PARTS OF THE EXERCISE.
[1] Do these statements agree with the excerpt on the Northern Ireland protocol talks? Answer yes or no for each and quote the words that decide it. (a) Šefčovič and Cleverly met in person. (b) The scoping exercise was launched last Monday. (c) The protocol keeps Northern Ireland subject to EU sanitary and regulatory standards on goods.
[2] Can you carry on the article about the Northern Ireland protocol talks, starting after its last sentence?

EXCERPT.
European Commission Vice President Maroš Šefčovič and British Foreign Secretary James Cleverly met via videoconference Monday to discuss “the range of existing challenges over the last two years and the need to find solutions together to tackle comprehensively the real-life concerns of all communities in Northern Ireland,” they said in a joint statement.
Officials had hoped the scoping exercise, launched last Monday, could be finalized by today, and lead the way to so-called tunnel discussions — the last part of intensified talks to hammer out a deal on the protocol.
Instead, they agreed that the search for a resolution to the row “should continue in a constructive and collaborative spirit, taking careful account of each other’s legitimate interests,” the joint statement said.
Brussels and London have long been at loggerheads over the Northern Ireland protocol, the piece of the post-Brexit divorce deal which keeps Northern Ireland — part of the U.K. — subject to EU sanitary and regulatory standards on goods.
The arrangement means goods flow unimpeded across the politically sensitive Irish land border, but checks are required on goods imported into Northern Ireland from the rest of Britain. Anger at those rules among British unionists in Northern Ireland has prompted the collapse of the region’s power-sharing government.
Earlier Monday, No. 10 Downing Street appeared to downplay hopes of an imminent breakthrough, saying gaps remained between London and Brussels.
“They will continue to look at any progress that’s being made,” Prime Minister Rishi Sunak’s official spokesman said when asked about the meeting.
“But as we’ve said on a number of occasions, there are still gaps in our position that need to be resolved in order to address the full range of problems created by the protocol.”

INFORMATION SUPPLIED.
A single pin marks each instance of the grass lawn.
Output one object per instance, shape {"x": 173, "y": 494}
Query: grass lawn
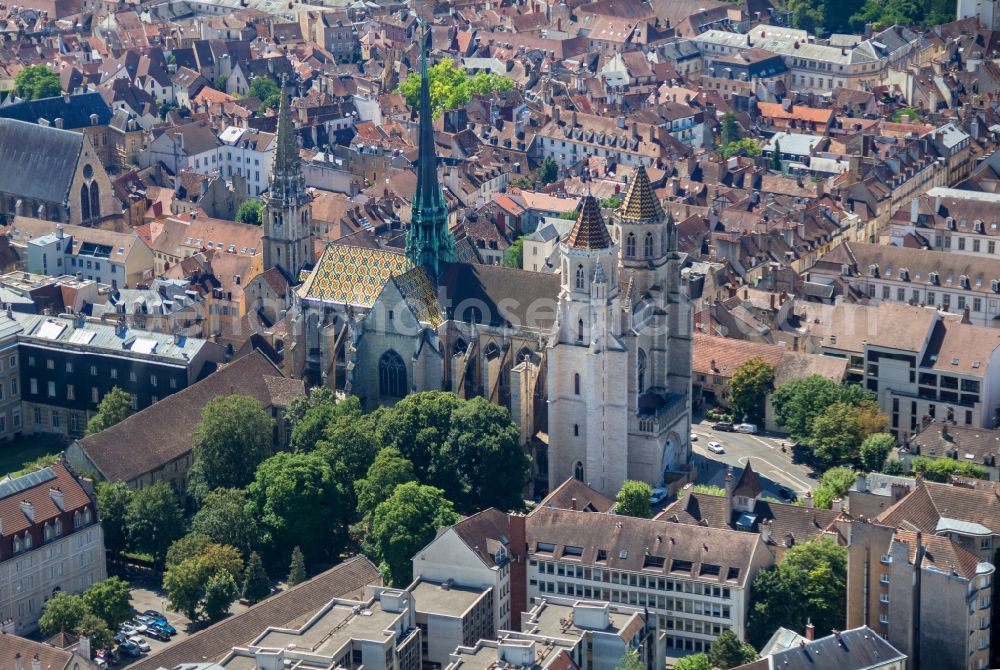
{"x": 15, "y": 454}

ANSWERS TO THE EXERCISES.
[1]
(a) No: "met via videoconference Monday"
(b) Yes: "the scoping exercise, launched last Monday"
(c) Yes: "keeps Northern Ireland — part of the U.K. — subject to EU sanitary and regulatory standards on goods"

[2]
Senior government officials in Belfast and Dublin pointed to the brevity of Monday’s joint statement, and its broadly positive tone, as reflecting the constructiveness and seriousness of the ongoing London-Brussels dialogue.
They said it set the stage for the U.K.’s Northern Ireland Secretary Chris Heaton-Harris to postpone, once again, his often-threatened “deadline” for Northern Ireland’s divided politicians to form a new cross-community government in line with the region’s 1998 peace accord. An announcement by Heaton-Harris to this effect is expected later this week.
“This is very much a ‘watch this space’ kind of announcement. The language is entirely positive and delivered in unison with the U.K. The lack of detail simply shows that every outstanding issue is still in discussion, but it’s clearly a positive environment, in contrast to this time last year,” a Dublin government official said.
The same official noted that, when they spoke by telephone last week, European Commission President Ursula von der Leyen had told Irish Prime Minister Leo Varadkar that the EU intended to keep information on the state of negotiations to a bare minimum until agreement can be reached.
Resolving the row over Northern Ireland’s Brexit rules poses an early diplomatic and political test for Sunak, who could face opposition from staunch Brexiteers in his own party to an agreement.
EU and U.K. negotiators have made progress in the area of customs, and are close to finalizing a solution to a long-standing legal row over Tariff Rate Quotas, which have prevented Northern Ireland benefiting from reduced U.K. import tariffs on products such as steel, according to three people familiar with the talks.
But in order to reach a broader deal, Sunak will have to decide whether to drop the U.K.’s long-standing demand to change the role of the Court of Justice of the EU (CJEU), which is the ultimate arbiter of disputes over the protocol.
That issue does not feature prominently in the current discussions as it is not included in Šefčovič’s negotiating mandate.
Diplomats warned that Sunak will need to prepare unionists in Northern Ireland as well as Euroskeptic backbenchers within his own Conservative Party before trying to land a deal that fails to address their calls to remove or limit the role of the CJEU.
Brexiteers in the Conservative Party’s European Research Group of MPs are not yet worried about the state of the talks, according to two members.
“[I’m] not at all worried about Sunak. I think he understands the issues. He also understands that if the DUP can’t be satisfied, any new arrangements will be futile,” because “it won’t restore the institutions in Northern Ireland, which is the crucial point,” said one of them.
Monday’s statement came as Cleverly prepares to meet U.S. Secretary of State Antony Blinken Tuesday, with the Northern Ireland row — on which some in Washington have already been outspoken — among the subjects set to come up.